Some lines of the records below include the word "dark". Report how many, and write nothing besides the number.

** Data excerpts follows **

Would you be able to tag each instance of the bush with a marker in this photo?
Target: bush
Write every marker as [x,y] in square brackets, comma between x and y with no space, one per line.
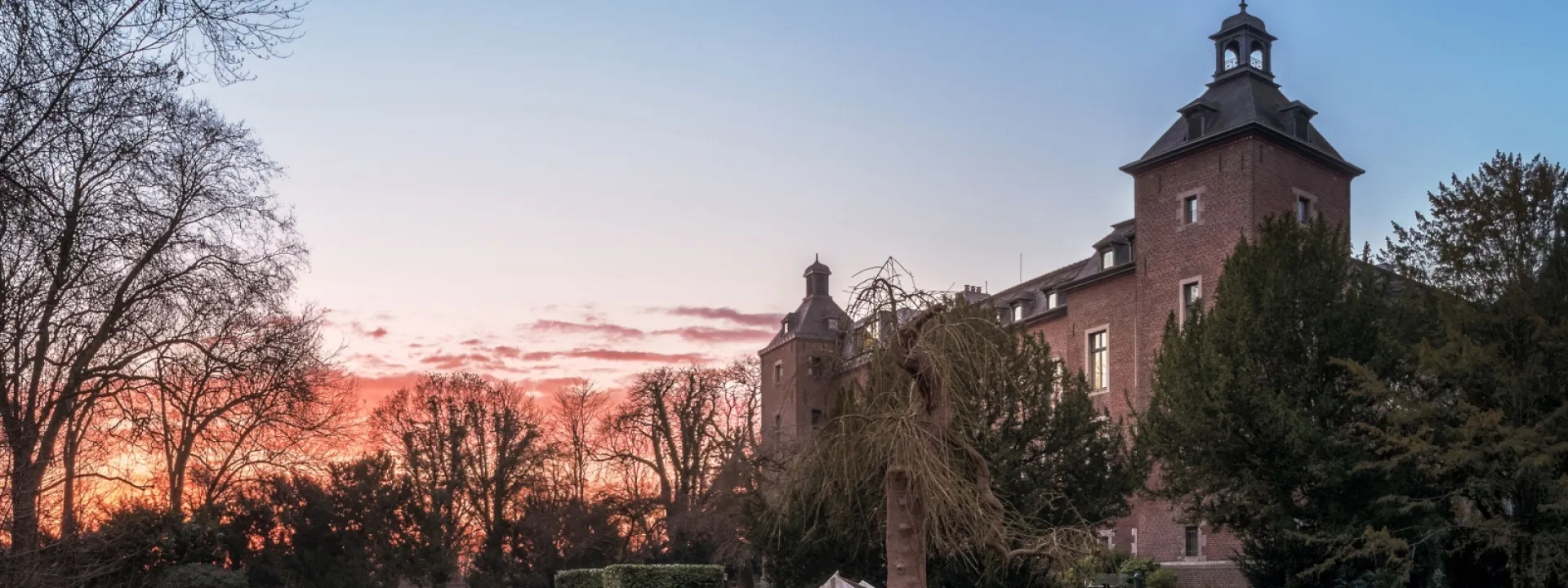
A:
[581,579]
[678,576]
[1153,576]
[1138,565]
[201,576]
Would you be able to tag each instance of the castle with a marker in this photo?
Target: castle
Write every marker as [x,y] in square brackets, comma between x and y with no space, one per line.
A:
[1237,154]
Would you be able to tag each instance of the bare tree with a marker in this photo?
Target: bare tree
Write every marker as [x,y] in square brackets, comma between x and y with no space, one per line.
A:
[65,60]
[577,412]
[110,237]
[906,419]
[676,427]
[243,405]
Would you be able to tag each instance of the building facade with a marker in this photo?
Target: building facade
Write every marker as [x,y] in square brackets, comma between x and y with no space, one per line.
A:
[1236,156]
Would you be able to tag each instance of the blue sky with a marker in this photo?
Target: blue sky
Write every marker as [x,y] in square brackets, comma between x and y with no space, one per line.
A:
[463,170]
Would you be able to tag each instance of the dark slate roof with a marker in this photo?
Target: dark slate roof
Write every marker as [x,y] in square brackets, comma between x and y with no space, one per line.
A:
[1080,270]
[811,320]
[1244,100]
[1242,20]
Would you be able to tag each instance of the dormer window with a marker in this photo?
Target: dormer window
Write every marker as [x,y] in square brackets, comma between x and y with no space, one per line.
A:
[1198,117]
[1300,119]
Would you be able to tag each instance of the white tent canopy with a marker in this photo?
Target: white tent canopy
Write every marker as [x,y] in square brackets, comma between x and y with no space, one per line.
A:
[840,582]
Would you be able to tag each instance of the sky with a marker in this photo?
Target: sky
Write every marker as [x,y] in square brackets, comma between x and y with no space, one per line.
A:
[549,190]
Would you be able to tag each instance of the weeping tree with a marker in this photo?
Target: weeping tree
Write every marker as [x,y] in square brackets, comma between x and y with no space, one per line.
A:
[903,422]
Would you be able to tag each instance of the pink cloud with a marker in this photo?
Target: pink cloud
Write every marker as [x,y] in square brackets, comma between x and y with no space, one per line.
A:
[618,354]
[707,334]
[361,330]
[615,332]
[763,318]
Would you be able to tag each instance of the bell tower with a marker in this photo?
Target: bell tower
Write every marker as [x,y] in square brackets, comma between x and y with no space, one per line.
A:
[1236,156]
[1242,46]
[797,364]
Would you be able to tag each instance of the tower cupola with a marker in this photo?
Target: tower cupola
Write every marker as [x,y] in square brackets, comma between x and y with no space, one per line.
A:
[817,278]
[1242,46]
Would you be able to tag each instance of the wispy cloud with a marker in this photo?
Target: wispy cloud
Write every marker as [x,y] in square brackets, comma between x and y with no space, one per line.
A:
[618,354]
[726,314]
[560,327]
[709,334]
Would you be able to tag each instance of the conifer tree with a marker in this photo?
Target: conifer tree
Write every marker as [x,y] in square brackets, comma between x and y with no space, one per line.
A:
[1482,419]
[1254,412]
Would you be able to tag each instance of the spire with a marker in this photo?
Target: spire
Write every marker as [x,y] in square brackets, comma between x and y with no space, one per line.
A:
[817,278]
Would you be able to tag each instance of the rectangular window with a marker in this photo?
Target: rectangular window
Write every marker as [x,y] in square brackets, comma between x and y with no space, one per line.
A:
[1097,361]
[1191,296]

** End of Data excerpts **
** Data excerpts follows **

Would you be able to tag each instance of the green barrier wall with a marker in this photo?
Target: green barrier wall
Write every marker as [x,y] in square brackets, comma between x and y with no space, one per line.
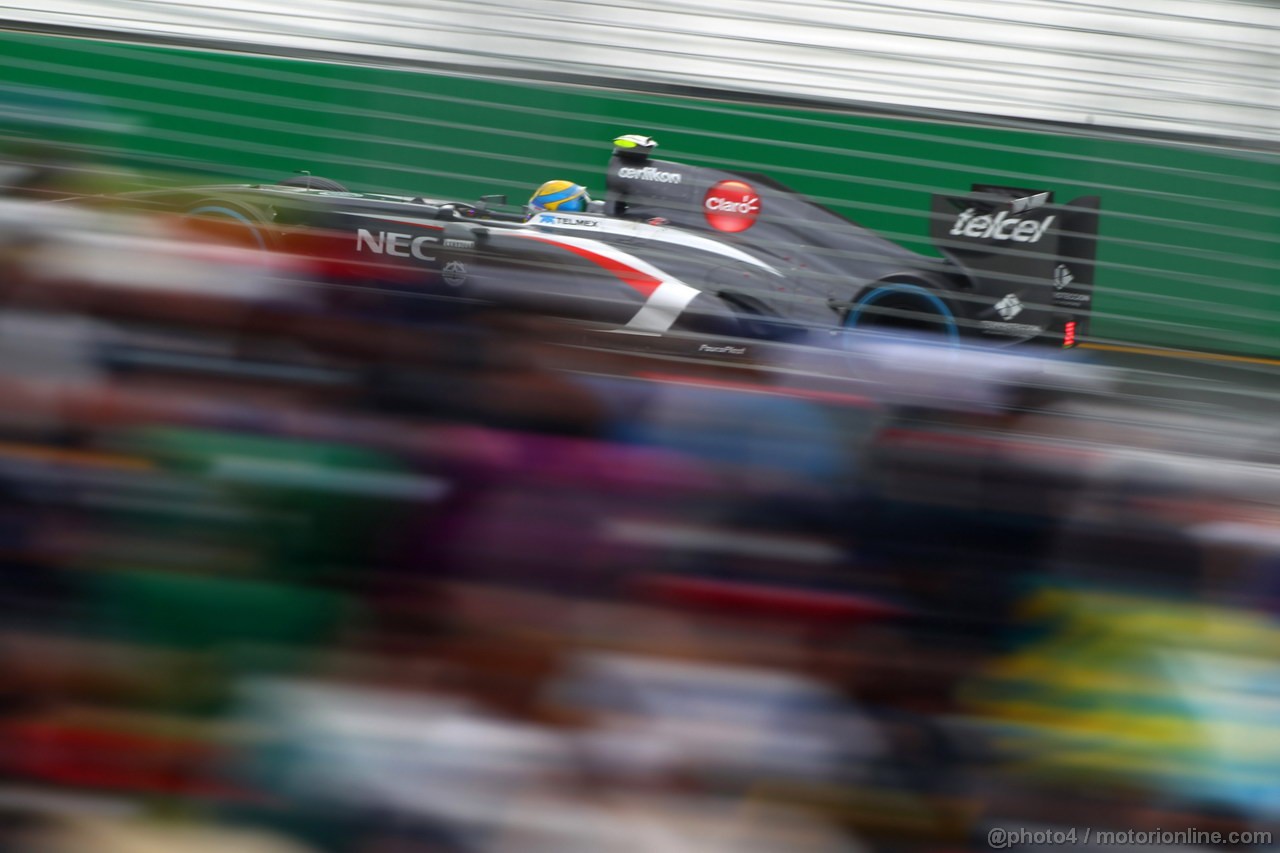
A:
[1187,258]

** End of Data excerpts **
** Data excerpts follows **

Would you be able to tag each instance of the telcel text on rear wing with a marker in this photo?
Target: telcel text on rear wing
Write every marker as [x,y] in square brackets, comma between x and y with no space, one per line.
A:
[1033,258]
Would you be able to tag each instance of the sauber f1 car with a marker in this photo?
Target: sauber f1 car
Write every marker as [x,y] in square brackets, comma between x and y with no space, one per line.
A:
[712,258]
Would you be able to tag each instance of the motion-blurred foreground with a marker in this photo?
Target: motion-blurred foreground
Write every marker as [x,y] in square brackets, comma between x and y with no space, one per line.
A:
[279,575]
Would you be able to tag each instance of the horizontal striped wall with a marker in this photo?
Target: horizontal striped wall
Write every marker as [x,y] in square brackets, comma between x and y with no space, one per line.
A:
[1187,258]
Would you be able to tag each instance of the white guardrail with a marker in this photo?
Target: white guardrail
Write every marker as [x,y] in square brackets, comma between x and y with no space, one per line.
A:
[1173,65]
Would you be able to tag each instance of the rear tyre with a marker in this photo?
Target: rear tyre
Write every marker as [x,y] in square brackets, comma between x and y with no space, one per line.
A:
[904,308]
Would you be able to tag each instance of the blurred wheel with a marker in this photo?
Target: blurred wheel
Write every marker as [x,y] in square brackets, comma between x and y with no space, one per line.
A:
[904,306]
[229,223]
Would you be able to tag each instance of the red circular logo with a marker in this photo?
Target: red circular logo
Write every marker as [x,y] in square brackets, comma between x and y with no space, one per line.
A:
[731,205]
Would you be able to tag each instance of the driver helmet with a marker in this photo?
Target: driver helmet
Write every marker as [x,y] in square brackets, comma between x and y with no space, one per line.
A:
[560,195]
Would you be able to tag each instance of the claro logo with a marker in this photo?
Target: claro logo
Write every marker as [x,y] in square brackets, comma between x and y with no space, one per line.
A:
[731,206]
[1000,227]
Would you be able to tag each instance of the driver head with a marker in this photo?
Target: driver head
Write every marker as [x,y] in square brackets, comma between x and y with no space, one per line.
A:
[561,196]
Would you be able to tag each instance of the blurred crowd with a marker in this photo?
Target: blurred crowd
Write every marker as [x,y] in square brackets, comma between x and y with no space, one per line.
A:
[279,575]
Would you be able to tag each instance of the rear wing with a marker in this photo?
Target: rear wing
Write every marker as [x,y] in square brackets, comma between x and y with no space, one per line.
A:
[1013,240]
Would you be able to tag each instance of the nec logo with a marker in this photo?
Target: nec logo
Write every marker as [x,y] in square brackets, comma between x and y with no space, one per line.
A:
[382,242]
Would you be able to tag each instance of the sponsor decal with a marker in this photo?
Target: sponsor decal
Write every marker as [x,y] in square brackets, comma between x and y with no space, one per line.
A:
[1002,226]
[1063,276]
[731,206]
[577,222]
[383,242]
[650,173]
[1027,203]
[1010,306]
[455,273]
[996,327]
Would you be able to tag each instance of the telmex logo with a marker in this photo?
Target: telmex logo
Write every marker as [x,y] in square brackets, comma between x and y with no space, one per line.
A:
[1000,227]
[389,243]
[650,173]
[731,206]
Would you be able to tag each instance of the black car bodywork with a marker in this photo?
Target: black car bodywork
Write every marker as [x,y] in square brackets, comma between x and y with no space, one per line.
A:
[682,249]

** End of Data excerpts **

▶ _Task solution_: 2